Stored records

• • •

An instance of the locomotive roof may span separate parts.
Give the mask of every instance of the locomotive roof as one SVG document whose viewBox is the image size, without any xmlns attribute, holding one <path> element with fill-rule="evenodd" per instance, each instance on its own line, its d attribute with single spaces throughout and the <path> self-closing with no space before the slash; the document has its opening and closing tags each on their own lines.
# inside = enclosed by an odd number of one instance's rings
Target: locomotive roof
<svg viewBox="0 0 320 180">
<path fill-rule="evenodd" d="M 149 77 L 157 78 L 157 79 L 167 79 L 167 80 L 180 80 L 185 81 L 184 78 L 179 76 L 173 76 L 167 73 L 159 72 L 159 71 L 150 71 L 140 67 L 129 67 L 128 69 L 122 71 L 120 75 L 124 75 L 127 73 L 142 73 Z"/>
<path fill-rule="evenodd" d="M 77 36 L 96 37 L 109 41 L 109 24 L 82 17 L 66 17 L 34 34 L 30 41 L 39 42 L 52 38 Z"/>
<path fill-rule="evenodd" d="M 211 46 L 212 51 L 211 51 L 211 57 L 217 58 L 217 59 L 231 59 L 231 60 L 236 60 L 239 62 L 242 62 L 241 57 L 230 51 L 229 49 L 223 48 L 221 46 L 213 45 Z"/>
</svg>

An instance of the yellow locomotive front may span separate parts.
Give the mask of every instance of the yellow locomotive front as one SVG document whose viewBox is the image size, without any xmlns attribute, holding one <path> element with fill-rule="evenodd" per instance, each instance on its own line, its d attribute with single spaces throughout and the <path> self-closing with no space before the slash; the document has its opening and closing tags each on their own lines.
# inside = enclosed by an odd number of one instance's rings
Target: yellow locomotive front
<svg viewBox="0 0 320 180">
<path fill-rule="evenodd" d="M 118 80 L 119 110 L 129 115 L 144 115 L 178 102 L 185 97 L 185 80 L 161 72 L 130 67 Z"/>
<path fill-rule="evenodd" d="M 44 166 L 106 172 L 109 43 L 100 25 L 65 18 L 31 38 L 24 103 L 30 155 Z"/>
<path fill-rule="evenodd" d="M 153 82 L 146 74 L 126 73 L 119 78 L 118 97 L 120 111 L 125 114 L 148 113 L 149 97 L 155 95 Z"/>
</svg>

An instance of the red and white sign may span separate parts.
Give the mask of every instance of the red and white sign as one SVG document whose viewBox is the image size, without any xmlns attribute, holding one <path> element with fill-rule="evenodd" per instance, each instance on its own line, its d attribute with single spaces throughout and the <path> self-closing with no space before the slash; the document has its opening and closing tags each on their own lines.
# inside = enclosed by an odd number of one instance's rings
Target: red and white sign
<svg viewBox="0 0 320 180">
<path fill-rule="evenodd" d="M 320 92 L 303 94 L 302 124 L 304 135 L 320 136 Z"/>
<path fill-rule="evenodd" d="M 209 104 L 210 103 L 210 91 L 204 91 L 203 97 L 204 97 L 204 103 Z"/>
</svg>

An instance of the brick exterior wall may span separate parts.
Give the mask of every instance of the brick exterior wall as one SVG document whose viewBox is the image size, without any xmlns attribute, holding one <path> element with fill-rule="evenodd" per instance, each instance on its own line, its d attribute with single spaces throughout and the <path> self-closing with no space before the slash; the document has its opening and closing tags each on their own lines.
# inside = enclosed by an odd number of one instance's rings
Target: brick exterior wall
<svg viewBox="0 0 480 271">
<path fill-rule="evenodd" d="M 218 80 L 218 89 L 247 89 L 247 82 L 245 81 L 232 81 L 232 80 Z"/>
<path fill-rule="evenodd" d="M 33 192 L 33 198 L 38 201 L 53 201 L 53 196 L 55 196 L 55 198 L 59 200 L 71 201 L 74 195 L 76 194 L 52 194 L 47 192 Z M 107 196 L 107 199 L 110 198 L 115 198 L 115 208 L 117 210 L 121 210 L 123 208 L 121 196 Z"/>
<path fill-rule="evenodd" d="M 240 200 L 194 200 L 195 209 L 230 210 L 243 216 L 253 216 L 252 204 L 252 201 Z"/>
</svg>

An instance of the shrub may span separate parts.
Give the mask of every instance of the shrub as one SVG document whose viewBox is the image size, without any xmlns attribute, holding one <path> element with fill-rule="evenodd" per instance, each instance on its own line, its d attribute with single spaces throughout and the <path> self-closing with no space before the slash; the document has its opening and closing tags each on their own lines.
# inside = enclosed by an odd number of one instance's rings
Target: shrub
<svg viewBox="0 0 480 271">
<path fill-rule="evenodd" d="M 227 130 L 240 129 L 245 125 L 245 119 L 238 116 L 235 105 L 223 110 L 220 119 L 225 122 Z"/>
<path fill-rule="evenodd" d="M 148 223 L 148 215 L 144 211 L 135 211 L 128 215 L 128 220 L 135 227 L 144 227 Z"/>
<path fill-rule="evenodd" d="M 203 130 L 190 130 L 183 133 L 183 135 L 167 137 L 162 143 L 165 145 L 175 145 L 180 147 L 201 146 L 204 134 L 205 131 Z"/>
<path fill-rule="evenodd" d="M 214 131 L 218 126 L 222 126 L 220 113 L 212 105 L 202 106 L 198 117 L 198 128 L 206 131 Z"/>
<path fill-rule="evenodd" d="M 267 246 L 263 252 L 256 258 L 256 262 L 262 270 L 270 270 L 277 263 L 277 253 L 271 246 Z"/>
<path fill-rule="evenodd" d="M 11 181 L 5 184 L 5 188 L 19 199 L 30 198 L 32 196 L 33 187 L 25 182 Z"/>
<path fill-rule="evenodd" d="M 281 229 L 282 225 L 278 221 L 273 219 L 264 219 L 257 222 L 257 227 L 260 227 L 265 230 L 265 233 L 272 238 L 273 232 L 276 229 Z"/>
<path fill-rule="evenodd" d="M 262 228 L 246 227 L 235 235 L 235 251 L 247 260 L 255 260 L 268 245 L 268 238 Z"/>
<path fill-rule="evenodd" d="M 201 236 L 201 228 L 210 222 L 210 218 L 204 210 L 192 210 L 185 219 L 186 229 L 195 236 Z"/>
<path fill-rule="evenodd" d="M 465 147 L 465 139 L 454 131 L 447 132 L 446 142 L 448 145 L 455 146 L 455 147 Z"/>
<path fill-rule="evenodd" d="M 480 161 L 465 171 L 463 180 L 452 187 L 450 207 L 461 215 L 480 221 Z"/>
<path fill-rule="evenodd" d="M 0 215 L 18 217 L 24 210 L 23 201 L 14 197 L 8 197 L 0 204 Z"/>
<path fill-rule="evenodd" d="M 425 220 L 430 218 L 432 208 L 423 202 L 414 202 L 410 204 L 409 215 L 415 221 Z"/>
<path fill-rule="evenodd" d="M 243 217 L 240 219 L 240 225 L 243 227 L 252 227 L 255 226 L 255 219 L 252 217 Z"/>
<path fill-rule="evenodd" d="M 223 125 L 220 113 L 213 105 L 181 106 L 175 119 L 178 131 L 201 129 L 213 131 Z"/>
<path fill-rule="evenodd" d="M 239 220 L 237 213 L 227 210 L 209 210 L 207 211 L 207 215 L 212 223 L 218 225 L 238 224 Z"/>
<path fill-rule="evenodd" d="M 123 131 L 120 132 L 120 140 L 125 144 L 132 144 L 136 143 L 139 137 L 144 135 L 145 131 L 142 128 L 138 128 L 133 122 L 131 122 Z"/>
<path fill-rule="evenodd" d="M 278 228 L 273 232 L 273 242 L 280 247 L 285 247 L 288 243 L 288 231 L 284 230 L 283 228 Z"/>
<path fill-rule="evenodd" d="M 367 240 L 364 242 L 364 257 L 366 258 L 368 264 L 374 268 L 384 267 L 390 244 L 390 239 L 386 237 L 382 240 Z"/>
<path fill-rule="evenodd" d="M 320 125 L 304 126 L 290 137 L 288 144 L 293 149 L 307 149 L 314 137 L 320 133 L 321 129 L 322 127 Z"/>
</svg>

• • •

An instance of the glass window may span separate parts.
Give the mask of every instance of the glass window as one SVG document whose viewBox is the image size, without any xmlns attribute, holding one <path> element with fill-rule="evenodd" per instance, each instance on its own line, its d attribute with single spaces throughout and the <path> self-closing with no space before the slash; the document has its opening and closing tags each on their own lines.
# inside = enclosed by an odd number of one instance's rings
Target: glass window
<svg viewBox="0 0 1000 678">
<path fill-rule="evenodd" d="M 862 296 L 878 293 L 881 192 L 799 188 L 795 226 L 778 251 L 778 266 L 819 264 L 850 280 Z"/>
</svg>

• • •

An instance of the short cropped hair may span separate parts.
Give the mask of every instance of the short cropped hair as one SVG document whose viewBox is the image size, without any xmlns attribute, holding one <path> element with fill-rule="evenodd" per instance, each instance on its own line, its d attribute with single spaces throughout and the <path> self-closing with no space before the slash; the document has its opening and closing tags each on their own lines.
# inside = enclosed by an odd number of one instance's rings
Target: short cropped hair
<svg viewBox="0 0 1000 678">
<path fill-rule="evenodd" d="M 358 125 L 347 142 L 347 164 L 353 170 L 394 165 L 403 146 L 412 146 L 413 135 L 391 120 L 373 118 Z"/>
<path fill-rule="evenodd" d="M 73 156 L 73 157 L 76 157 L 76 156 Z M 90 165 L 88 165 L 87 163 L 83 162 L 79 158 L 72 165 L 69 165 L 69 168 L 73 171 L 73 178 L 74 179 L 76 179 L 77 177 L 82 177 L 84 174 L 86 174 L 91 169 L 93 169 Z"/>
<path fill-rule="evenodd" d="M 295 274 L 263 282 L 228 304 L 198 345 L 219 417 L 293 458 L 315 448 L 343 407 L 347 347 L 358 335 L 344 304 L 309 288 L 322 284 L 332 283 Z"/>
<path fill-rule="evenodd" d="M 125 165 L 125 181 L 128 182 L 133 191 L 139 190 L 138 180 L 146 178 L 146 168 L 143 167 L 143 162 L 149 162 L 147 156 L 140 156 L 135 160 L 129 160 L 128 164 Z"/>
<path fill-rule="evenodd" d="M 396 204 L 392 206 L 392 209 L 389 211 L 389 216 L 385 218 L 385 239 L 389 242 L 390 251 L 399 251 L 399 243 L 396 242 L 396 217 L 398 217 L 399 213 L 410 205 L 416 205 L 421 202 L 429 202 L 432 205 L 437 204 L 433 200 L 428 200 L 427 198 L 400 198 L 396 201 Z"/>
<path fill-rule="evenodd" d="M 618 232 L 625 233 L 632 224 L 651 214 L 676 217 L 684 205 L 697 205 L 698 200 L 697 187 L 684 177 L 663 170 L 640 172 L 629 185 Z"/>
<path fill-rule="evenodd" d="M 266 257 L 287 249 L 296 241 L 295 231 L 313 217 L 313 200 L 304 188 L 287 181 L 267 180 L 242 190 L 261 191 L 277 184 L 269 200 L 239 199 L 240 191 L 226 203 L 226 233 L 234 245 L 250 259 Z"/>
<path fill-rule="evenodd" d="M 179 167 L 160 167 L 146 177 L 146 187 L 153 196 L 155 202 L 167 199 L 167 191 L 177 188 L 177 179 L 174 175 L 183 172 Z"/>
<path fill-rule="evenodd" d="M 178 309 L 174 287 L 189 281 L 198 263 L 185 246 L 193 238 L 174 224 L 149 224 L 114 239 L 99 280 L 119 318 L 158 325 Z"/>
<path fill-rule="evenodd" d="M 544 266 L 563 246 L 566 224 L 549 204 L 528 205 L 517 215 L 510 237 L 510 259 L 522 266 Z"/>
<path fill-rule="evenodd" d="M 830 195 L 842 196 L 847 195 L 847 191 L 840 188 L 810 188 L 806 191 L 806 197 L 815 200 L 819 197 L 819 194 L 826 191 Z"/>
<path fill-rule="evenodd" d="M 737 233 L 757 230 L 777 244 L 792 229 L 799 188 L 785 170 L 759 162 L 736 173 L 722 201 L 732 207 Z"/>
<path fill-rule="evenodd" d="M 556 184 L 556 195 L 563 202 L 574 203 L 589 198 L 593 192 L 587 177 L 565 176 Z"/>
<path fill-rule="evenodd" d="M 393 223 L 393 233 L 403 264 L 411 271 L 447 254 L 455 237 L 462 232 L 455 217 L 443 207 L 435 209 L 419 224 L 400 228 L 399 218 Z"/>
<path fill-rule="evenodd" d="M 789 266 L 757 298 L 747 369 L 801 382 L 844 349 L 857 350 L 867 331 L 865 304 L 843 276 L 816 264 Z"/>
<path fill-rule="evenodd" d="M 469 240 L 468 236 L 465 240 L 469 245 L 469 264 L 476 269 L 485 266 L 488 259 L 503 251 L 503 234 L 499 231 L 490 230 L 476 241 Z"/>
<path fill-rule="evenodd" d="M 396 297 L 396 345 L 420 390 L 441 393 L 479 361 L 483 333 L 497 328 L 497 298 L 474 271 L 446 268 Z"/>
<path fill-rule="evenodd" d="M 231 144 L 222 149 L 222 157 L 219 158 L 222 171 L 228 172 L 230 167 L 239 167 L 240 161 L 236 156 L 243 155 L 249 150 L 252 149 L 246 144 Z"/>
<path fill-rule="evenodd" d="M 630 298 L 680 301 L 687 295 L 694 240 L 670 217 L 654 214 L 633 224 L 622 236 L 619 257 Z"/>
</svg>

• • •

▸ TASK GOAL
State how many lines of the entries include the string "span", with nothing besides the number.

▸ WRITTEN REPLY
7